Your objective:
Retype the items word for word, from their first line up to and including the line with "[(903, 84), (24, 205)]". Leave the pictures out of your answer.
---
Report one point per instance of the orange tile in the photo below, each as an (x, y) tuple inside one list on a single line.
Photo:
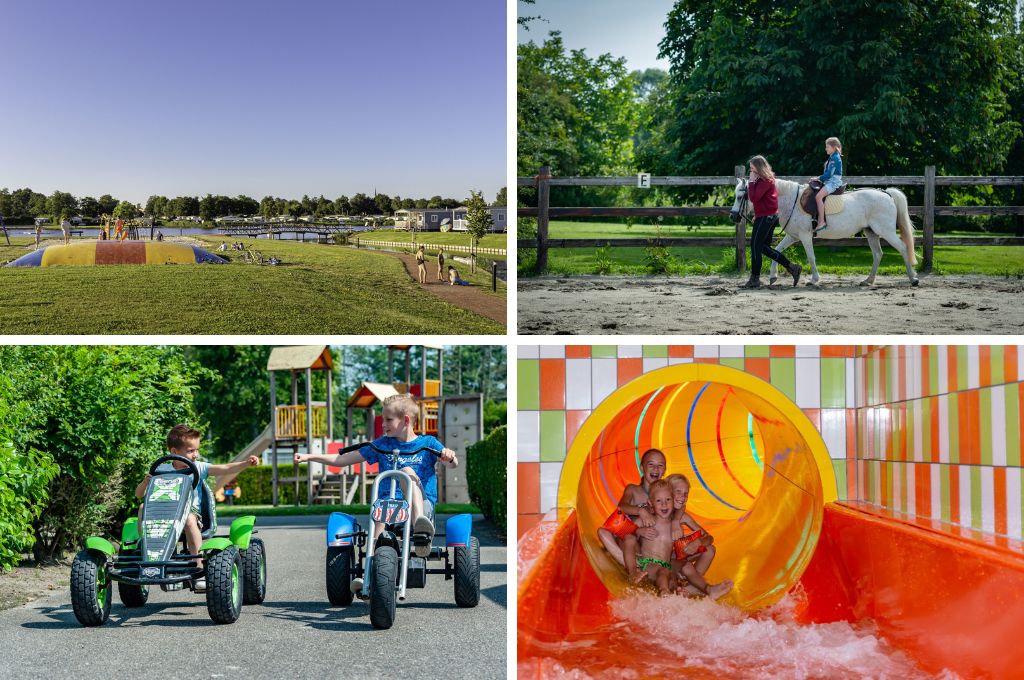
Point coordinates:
[(552, 384), (953, 494), (528, 485), (526, 521), (680, 351), (999, 485), (1010, 368), (577, 351), (629, 369), (573, 421), (759, 367)]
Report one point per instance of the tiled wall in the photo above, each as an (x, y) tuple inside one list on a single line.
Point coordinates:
[(932, 431)]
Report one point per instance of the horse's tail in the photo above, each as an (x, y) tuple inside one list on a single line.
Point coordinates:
[(903, 221)]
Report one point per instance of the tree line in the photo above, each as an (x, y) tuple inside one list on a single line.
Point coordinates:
[(903, 84), (24, 205)]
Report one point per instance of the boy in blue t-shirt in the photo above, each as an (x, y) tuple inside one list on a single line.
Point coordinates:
[(400, 413)]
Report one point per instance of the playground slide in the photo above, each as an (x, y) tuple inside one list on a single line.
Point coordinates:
[(254, 448), (823, 589)]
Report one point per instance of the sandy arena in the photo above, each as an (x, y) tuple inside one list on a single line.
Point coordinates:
[(716, 305)]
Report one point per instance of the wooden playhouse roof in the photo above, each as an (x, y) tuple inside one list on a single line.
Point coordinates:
[(300, 358)]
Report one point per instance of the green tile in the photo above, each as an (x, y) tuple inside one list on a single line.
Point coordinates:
[(732, 363), (783, 376), (552, 436), (833, 383), (985, 424), (1013, 426), (839, 468), (528, 380)]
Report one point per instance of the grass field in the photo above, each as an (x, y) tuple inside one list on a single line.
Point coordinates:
[(991, 260), (323, 290)]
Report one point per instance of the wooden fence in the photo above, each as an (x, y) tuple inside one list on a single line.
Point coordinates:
[(544, 212)]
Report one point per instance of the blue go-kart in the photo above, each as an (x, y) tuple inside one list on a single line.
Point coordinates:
[(386, 566)]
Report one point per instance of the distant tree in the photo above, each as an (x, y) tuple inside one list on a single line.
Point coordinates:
[(125, 210), (61, 205)]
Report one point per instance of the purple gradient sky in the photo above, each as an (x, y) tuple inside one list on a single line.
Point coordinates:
[(254, 96)]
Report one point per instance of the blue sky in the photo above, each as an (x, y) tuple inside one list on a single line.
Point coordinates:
[(254, 96), (621, 28)]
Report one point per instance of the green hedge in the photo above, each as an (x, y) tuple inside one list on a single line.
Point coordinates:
[(486, 473)]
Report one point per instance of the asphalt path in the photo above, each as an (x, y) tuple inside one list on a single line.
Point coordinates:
[(295, 633)]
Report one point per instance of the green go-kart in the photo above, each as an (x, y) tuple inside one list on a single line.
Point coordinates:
[(235, 566)]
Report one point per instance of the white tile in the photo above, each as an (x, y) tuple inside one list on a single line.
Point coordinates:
[(834, 432), (1014, 500), (808, 383), (578, 387), (943, 428), (528, 351), (965, 484), (997, 423), (808, 351), (654, 363), (973, 367), (552, 351), (528, 436), (604, 379), (550, 472), (987, 500)]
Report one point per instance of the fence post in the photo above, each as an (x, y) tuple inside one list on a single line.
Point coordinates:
[(738, 172), (543, 200), (929, 246)]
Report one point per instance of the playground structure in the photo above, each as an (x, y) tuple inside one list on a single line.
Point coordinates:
[(877, 484), (88, 253), (306, 425)]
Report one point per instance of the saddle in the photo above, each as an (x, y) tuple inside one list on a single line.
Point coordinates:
[(810, 206)]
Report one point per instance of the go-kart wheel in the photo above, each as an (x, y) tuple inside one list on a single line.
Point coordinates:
[(340, 564), (223, 586), (382, 590), (467, 574), (254, 571), (90, 589), (133, 596)]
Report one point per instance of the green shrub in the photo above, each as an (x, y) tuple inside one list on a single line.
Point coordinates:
[(486, 473)]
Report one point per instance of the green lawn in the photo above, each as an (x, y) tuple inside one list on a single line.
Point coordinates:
[(991, 260), (318, 290)]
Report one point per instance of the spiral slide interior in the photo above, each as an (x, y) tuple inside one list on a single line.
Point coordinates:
[(763, 484)]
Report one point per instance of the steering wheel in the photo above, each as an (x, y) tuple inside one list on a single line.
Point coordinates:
[(193, 470)]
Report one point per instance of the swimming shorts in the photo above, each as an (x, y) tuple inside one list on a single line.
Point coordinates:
[(642, 562), (620, 524)]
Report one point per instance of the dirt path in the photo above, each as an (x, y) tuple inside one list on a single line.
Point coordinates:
[(467, 297), (715, 305)]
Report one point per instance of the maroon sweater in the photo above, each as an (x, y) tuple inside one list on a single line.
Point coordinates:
[(764, 197)]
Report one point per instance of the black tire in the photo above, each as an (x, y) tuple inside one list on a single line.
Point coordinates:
[(382, 590), (467, 574), (340, 567), (133, 596), (90, 589), (223, 586), (254, 572)]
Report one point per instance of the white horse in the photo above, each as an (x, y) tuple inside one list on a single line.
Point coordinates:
[(877, 213)]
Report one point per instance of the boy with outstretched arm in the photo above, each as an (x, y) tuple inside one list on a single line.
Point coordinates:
[(400, 413), (183, 440)]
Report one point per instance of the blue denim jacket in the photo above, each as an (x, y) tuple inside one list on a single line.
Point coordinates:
[(834, 166)]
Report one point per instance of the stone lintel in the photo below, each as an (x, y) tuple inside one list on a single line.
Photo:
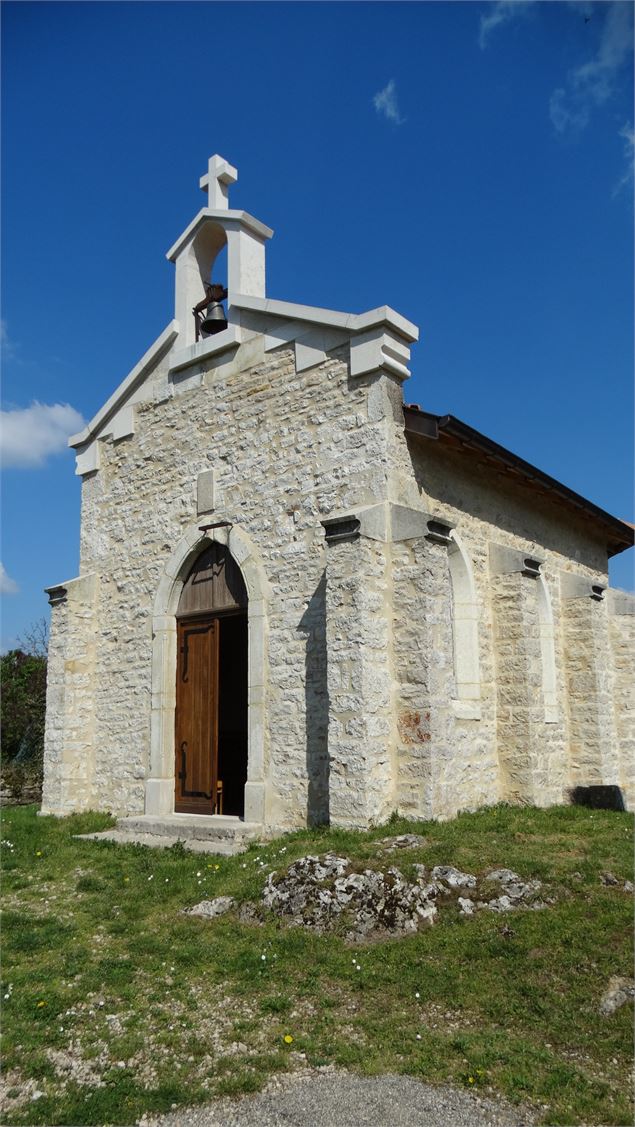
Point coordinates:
[(388, 523), (341, 527), (56, 594), (505, 560), (440, 532), (620, 602), (80, 589), (580, 586)]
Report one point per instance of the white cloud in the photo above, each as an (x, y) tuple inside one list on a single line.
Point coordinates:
[(385, 101), (28, 435), (500, 12), (593, 82), (8, 586), (627, 133), (7, 345)]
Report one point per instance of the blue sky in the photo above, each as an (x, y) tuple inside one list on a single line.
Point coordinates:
[(467, 163)]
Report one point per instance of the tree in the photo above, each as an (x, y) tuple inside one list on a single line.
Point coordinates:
[(24, 697)]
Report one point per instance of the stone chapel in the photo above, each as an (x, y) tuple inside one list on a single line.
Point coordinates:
[(301, 600)]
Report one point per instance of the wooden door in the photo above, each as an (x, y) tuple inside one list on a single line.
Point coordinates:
[(196, 716)]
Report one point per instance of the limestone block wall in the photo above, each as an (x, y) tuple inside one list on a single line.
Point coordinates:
[(69, 759), (360, 683), (592, 743), (287, 449), (622, 642), (519, 743)]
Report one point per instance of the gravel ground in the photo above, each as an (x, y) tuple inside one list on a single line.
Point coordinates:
[(329, 1098)]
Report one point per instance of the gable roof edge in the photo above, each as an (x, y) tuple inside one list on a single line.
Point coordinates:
[(126, 387)]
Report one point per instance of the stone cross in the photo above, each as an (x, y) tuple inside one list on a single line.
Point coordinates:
[(215, 183)]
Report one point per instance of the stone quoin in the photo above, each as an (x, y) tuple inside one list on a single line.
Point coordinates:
[(302, 601)]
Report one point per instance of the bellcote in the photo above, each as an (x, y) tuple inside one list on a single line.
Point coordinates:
[(195, 251)]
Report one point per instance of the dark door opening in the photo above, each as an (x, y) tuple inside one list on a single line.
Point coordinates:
[(211, 715), (211, 688)]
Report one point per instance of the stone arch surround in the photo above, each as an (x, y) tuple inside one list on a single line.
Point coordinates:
[(465, 632), (159, 783)]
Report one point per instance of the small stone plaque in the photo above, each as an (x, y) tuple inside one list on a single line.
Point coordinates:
[(205, 491)]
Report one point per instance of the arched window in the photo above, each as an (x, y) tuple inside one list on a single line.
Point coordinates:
[(465, 633), (547, 651)]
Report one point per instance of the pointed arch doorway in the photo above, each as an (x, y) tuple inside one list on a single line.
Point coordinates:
[(211, 688)]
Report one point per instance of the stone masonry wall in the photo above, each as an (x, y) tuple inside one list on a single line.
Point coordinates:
[(516, 727), (622, 641), (361, 709), (360, 683), (287, 449), (69, 757)]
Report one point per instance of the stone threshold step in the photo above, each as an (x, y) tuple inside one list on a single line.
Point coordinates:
[(218, 846), (186, 826)]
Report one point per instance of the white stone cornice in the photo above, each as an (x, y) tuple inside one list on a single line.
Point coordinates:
[(352, 322)]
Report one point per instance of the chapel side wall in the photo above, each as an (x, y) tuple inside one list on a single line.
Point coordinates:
[(486, 511), (287, 449), (69, 735), (622, 639)]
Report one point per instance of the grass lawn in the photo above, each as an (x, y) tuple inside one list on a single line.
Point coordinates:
[(115, 1004)]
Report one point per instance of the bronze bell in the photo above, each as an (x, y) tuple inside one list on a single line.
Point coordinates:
[(214, 319)]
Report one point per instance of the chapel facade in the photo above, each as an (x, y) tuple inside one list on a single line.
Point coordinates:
[(301, 600)]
---
Exercise response:
Report one point per instance of the orange tile in the photo below, each as an (x, y) tuple inside one list on a single line.
Photo:
Point coordinates:
[(552, 384), (953, 494), (528, 485), (526, 521), (680, 351), (999, 485), (1010, 368), (577, 351), (629, 369), (573, 421), (759, 367)]
Report one point per instance of the tiled wall in the photo above, each as an (x, y) tuple inside one list on a single line.
Point coordinates:
[(932, 431)]
Report one point per instance of the horse's tail in the photo above, each as an (x, y) tuple inside one list on a single line.
Point coordinates:
[(903, 221)]
Report one point per instance of the tree line in the photo above, each as an (x, y) tuple inside one list on a single line.
Point coordinates:
[(903, 84), (24, 205)]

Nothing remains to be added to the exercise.